- **Exercise goal**
Reproduce each of the items below word for word.

- **Entries shown**

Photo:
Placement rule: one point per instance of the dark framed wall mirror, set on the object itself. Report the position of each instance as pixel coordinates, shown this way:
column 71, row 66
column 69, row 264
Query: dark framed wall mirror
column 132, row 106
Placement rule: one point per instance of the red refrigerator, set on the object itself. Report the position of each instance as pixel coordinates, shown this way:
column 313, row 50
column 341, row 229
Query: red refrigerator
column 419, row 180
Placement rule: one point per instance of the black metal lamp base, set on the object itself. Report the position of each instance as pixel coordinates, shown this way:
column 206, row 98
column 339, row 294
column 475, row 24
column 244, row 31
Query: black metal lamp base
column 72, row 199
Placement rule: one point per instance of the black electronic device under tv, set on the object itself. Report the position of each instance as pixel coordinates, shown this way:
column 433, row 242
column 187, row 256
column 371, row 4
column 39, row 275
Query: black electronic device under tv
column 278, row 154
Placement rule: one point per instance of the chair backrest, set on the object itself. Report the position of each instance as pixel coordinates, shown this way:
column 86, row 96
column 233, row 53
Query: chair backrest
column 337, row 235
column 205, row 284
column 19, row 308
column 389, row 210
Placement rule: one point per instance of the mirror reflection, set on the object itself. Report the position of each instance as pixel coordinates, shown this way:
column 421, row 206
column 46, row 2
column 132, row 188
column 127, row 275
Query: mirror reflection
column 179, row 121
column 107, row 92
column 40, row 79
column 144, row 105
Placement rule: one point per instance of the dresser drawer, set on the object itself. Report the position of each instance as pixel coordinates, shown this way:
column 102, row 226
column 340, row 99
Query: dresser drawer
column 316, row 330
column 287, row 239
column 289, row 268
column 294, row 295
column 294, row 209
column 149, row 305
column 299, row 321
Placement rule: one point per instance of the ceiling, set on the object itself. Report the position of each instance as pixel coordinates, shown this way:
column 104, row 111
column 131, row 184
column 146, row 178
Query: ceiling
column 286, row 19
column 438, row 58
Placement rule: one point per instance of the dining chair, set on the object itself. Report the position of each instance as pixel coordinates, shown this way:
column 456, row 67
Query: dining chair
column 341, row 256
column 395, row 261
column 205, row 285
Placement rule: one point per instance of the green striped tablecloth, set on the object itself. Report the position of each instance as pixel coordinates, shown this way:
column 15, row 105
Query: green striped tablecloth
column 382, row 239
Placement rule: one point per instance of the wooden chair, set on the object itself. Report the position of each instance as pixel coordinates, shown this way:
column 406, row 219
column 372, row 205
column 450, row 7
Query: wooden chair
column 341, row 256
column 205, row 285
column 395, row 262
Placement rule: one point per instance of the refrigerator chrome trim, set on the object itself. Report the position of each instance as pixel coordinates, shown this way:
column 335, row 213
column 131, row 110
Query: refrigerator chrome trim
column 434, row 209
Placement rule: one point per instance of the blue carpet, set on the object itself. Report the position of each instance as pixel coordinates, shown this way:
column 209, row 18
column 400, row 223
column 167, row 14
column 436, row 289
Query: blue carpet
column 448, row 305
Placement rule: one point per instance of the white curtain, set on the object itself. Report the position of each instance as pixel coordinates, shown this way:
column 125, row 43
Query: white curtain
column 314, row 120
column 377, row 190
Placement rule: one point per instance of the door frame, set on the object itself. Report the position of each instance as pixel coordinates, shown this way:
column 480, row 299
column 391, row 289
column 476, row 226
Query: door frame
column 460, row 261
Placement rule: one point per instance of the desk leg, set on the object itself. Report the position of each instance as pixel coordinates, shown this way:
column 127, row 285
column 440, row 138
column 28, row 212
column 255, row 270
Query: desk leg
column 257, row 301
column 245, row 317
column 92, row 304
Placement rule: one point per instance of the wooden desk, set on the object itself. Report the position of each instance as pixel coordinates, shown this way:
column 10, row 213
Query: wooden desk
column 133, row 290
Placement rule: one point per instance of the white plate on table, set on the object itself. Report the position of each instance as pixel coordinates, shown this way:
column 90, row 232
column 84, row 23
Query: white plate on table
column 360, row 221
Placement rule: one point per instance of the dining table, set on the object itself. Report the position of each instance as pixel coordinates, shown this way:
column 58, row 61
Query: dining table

- **Reply to the task**
Photo:
Placement rule: one point per instance of the dark framed wall mirror, set on the object itself. Report the position of each instance as pixel coordinates, shown this way:
column 71, row 66
column 69, row 264
Query: dark framed wall mirror
column 132, row 106
Placement rule: one point per instance of the red refrigerator, set on the object itself. Report the position of each instance as pixel coordinates, shown this way:
column 313, row 50
column 341, row 229
Query: red refrigerator
column 419, row 180
Placement rule: one point per instance of the black metal lamp base, set on the object itself. Report the position of each instance as pixel coordinates, shown this way:
column 206, row 98
column 339, row 294
column 475, row 24
column 244, row 31
Query: black metal lamp base
column 72, row 199
Placement rule: one point per instance of the black electronic device under tv, set on the object itself. Report the position of each instance as pixel coordinates, shown this way:
column 433, row 242
column 187, row 256
column 371, row 4
column 39, row 275
Query: black electronic device under tv
column 278, row 154
Placement rule: one point per instance of the chair backrest, set on the object itself. Report the position of each instance as pixel coordinates, shown this way:
column 86, row 96
column 233, row 53
Query: chair backrest
column 337, row 235
column 205, row 284
column 19, row 308
column 389, row 210
Placement rule: one point per instance of the mirror reflection, set on the object itself. Report the position of each instance as pixel coordinates, shown this way:
column 421, row 206
column 46, row 2
column 132, row 188
column 127, row 275
Query: mirror reflection
column 179, row 121
column 107, row 92
column 40, row 79
column 144, row 105
Placement rule: one point per instance of the dresser drawer, set on the object itself. Report the position of each instance as pixel coordinates, shown this way:
column 102, row 226
column 340, row 99
Query: dresser drawer
column 316, row 330
column 287, row 239
column 289, row 268
column 294, row 295
column 294, row 209
column 149, row 305
column 299, row 321
Placement rule: one point per instance of the ceiling, set on the object itself. Report the position of each instance as pixel coordinates, shown this way:
column 104, row 111
column 131, row 184
column 146, row 178
Query: ceiling
column 286, row 19
column 438, row 58
Placement rule: one point per instance of the dining chair, set on the object itself. Report the position of each instance as pixel coordinates, shown this way:
column 456, row 67
Query: dining chair
column 341, row 256
column 395, row 261
column 205, row 285
Placement rule: one point per instance of the green striped tablecloth, set on the object itself. Report the position of each instance as pixel coordinates, shown this way:
column 15, row 105
Query: green striped tablecloth
column 382, row 239
Placement rule: one point per instance of the wooden chair, set on the object itself. Report the position of each instance as pixel coordinates, shown this way:
column 406, row 219
column 372, row 205
column 450, row 7
Query: wooden chair
column 341, row 256
column 205, row 285
column 395, row 262
Placement rule: one point per instance of the refrigerator chrome trim, set on the object itself. Report the position of each instance as pixel coordinates, shown this way:
column 335, row 213
column 131, row 110
Query: refrigerator chrome trim
column 434, row 209
Placement rule: one point per instance of the blue carpet, set on the object itself. Report the position of each instance as pixel coordinates, shown this way:
column 209, row 18
column 400, row 223
column 167, row 14
column 436, row 289
Query: blue carpet
column 448, row 305
Placement rule: one point per instance of the white curtain, set on the object itself. Report the position of each instance as pixel coordinates, shown this way:
column 125, row 43
Query: white curtain
column 314, row 120
column 377, row 190
Placement rule: one point per instance of the door frame, set on the object itself. Report the position of each instance as pixel coordinates, shown this way:
column 480, row 299
column 391, row 289
column 476, row 226
Query: door frame
column 460, row 261
Placement rule: one point per instance of the desk leg, set on the object itself. Report the position of each instance as pixel coordinates, shown this way:
column 127, row 285
column 440, row 138
column 28, row 212
column 255, row 270
Query: desk leg
column 257, row 301
column 245, row 317
column 92, row 304
Placement rule: one point per instance of the wooden desk, set on the object itself. Report the position of each instance as pixel coordinates, shown this way:
column 10, row 213
Query: wooden desk
column 133, row 290
Placement rule: one point per instance of the white plate on table, set on the object itself. Report the position of each instance as pixel coordinates, shown this way:
column 90, row 232
column 84, row 23
Query: white plate on table
column 360, row 221
Placement rule: one point per instance of the dining table, set on the object itself. Report the position of each instance as pixel coordinates, shown this way:
column 58, row 61
Query: dining table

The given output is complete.